*** Opening PASSAGE SHOWN ***

The Toronto Maple Leafs are a team that excels at physical hockey.
What? You thought the Toronto Maple Leafs were a bunch of wimps who constantly get pushed around and don’t have what it takes for playoff hockey?
Give me a break here, man.
It’s 2022, not 1998.
The Toronto Maple Leafs are a perfectly built hockey team, and to the extent that they even need to add another player, they should be looking for a star player who is a game-breaker who will make them significantly better at winning hockey games.
Games, I might remind you, which are usually won by whichever team has the puck the most, and therefore throws the LEAST bodychecks.
Is there are dumber stat in hockey than bodychecks? Yes, actually – faceoffs, goals-against-average, plus-minus and giveaways are equally meaningless, but I digress.
The Leafs are already good at playing physical hockey, which I know because hockey is a physical game and they are among the best teams in the NHL, whacky and improbable playoff results not withstanding. But do they need to get tougher? Should they acquiesce to the wishes of a fan base that clearly loves OLD TIME HOCKEY?
Toronto Maple Leafs Need to Get Softer, If Anything
The Leafs most obvious path to improvement is to replace Justin Holl. If they do, the odds are that they will acquire a puck-moving star-level player, and not a checker. So, by definition, since their biggest need is to replace Holl, and since Holl’s replacement will almost certainly be smaller and less physical than Holl is, it is correct to say the Leafs need to get softer, not tougher.
Lot’s of talk around this topic centres around the playoffs. The Leafs are a good playoff team, contrary to popular belief.
As a young group with no business even making the playoffs, they threatened Legacy Teams like Washington (once) and Boston (twice) with upsets. Had Nazem Kadri kept his cool, the Leafs would almost certainly have won at least once against Boston.

*** Closing PASSAGE SHOWN ***

Answer these questions from the passage on the Toronto Maple Leafs:
(a) What year does the writer say it is?
(b) Which player does the writer say the Leafs should replace?
(c) Which two teams did the Leafs threaten with upsets, and how many times each?

*** Opening SUPPLIED RECORDS ***

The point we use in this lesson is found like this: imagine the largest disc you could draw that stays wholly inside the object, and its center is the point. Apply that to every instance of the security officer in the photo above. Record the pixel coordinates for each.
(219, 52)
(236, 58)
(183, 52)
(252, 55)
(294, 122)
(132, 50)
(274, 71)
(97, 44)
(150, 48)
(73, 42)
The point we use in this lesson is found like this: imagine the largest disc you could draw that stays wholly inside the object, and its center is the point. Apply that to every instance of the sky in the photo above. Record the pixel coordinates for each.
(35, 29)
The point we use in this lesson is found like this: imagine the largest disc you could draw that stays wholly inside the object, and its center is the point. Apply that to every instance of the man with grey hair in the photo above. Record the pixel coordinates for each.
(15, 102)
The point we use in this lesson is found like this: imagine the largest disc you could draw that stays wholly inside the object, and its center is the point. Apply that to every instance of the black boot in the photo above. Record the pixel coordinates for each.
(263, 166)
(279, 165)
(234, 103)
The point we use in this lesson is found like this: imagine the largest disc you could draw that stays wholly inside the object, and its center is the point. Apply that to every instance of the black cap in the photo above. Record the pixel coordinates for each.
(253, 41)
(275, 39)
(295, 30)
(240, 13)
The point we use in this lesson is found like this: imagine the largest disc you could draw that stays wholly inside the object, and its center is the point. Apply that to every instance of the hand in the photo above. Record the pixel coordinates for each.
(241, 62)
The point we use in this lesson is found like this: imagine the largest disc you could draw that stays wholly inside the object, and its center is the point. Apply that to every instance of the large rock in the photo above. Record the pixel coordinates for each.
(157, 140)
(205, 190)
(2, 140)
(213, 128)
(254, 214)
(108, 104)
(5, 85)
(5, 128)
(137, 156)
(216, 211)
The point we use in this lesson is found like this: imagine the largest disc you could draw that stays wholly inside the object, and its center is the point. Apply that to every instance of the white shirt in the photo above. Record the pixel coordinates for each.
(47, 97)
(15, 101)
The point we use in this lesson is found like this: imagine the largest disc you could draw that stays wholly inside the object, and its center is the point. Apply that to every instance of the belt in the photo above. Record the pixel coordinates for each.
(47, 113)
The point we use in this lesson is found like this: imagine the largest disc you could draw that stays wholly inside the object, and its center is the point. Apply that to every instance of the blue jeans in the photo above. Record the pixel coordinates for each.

*** Closing SUPPLIED RECORDS ***

ANSWER BOX:
(a) 2022.
(b) Justin Holl.
(c) Washington, once, and Boston, twice.